* _REQUIREMENT 1_
Write out the part of the chocolate study article that opens with the words containing "Chocolate may boost" and closes with "researchers have found.".
* _REQUIREMENT 2_
In the chocolate study article, how many years on average did the British study follow its adults?
* _REQUIREMENT 3_
According to the chocolate study article, what were lower in the group that ate the most chocolate? List each one.

─── TEXT

Chocolate may boost heart health, study says
Devoted consumers of chocolate — including those who eat up to two candy bars a day — are 11% less likely than those who eat little to no chocolate to have heart attacks and strokes, researchers have found.
Chocolate eaters are also 25% less likely to die of cardiovascular disease, according to the study published Monday in the journal Heart.
That news emerged from a long-running British study that tracked nearly 21,000 adults around Norfolk, England, for an average of 12 years.
Those in the top one-fifth of chocolate consumers ate about half an American-sized candy bar a day. Those in the bottom 20th percentile averaged just 1.1 grams per day.
Those in the highest chocolate-consuming group also had lower average body-mass indexes, systolic blood pressure and diabetes rates.
The researchers lashed together the findings of nine other studies — encompassing 159,809 people — to provide further context for their findings.
That analysis found that compared with chocolate abstainers, heavy chocolate consumers were 25% less likely to suffer a wide range of cardiovascular ills and 45% less likely to die of those ills.

──────
─── GIVEN DATA

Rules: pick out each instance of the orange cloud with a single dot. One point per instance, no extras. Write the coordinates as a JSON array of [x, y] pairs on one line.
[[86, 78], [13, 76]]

──────

* _REPLY 1_
Chocolate may boost heart health, study says
Devoted consumers of chocolate — including those who eat up to two candy bars a day — are 11% less likely than those who eat little to no chocolate to have heart attacks and strokes, researchers have found.

* _REPLY 2_
An average of 12 years.

* _REPLY 3_
- Average body-mass indexes
- Systolic blood pressure
- Diabetes rates